### Exercise data
• • • •

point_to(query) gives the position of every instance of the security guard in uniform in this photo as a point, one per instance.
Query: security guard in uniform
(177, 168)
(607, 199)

• • • •

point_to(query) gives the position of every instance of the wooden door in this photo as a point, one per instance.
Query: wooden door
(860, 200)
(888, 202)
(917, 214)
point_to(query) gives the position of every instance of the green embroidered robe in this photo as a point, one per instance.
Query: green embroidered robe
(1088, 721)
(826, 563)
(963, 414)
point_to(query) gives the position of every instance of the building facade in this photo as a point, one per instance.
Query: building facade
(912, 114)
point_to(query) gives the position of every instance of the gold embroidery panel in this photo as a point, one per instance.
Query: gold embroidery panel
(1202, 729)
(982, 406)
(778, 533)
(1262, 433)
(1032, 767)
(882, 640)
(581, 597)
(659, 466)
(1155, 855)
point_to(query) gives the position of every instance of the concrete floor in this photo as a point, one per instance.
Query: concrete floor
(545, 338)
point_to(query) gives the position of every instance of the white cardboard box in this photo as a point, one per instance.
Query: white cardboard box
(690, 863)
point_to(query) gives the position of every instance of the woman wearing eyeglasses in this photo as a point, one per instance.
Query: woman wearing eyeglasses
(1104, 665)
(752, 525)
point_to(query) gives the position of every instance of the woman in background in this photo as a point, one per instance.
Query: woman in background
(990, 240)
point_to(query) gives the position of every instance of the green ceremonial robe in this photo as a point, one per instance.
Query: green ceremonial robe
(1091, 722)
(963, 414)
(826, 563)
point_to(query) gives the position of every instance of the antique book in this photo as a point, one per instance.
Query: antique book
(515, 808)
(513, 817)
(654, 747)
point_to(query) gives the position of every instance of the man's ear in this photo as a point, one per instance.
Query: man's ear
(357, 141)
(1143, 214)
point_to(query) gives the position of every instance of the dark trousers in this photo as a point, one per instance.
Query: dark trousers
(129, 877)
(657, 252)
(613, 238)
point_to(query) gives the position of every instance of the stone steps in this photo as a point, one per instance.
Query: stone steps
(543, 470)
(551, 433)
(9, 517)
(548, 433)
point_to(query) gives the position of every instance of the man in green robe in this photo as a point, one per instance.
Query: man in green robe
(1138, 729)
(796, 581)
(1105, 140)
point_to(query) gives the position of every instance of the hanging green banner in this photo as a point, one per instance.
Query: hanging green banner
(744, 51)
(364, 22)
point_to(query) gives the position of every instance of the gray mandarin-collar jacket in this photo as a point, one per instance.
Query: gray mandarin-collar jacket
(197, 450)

• • • •

Select each line of the records that contains the word "guard" and copy those lines out in full.

point_to(query) gives the position of every instance of the security guard in uniform in this photo as a point, one per instance.
Query: security guard in uniform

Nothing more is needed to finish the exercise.